======== 所给条目 ========

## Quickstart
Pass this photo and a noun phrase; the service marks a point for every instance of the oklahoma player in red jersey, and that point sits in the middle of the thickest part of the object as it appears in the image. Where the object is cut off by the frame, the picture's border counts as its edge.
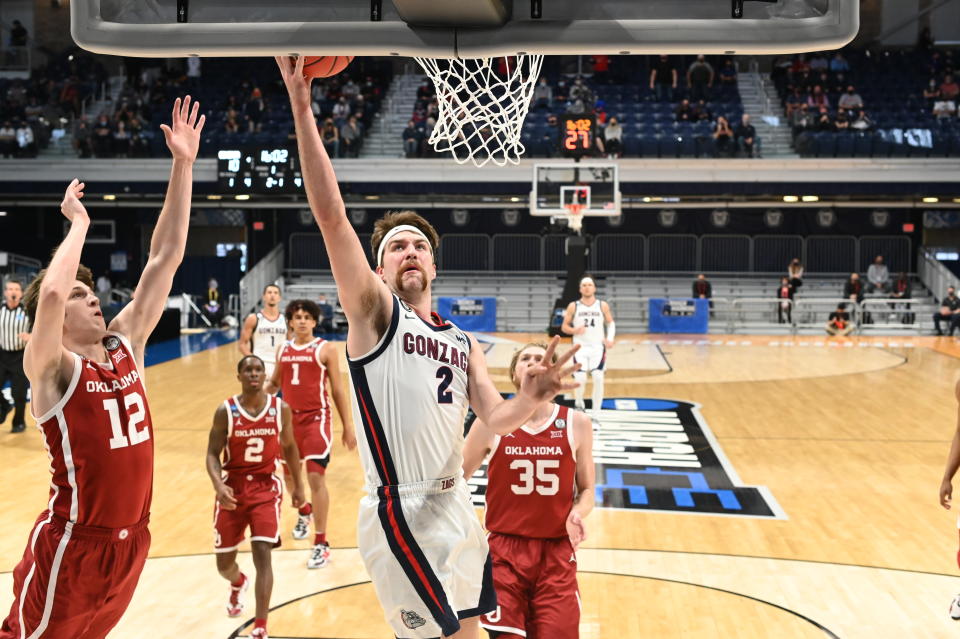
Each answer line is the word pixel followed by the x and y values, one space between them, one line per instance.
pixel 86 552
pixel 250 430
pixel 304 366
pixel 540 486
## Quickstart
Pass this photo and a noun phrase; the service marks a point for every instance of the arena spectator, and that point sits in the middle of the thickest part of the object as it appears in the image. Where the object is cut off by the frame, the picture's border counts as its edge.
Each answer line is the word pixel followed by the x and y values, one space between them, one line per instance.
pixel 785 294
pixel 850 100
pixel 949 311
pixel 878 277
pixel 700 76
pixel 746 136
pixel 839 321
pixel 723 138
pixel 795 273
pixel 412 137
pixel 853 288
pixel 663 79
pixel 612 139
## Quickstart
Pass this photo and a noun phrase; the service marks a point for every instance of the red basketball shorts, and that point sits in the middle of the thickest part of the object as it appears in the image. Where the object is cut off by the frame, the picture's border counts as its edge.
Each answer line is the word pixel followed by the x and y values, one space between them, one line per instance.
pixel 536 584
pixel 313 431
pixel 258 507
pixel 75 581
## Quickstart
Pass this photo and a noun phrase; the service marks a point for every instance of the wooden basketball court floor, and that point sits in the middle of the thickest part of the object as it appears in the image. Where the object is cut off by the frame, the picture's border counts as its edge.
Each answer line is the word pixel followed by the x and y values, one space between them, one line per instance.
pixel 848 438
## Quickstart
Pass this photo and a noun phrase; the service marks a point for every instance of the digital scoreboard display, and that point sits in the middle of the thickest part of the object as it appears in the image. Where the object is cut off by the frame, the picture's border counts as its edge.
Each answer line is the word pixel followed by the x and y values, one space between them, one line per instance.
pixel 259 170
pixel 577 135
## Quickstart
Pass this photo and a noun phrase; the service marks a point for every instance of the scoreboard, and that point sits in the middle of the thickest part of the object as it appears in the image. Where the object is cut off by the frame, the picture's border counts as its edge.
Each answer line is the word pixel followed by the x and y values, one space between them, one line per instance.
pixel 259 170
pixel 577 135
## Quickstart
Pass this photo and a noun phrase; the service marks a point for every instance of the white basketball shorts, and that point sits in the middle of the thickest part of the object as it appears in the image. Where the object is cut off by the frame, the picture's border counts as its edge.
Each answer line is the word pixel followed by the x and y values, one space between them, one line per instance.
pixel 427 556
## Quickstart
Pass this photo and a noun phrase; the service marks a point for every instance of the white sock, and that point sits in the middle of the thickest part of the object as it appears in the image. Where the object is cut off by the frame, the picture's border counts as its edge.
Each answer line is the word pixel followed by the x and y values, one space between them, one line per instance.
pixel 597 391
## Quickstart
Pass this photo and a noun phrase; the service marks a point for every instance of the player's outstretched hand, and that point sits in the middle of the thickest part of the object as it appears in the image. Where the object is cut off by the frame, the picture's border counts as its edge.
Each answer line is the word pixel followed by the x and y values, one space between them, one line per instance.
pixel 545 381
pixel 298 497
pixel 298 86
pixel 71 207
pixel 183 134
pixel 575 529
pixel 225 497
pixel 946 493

========

= 练习目标 =
请把条目从开头到含有“of the oklahoma”的那一行原样照抄一遍，首尾两行都要算上。

= 参考答案 =
## Quickstart
Pass this photo and a noun phrase; the service marks a point for every instance of the oklahoma player in red jersey, and that point sits in the middle of the thickest part of the object as it appears in the image. Where the object is cut off by the frame, the picture's border counts as its edge.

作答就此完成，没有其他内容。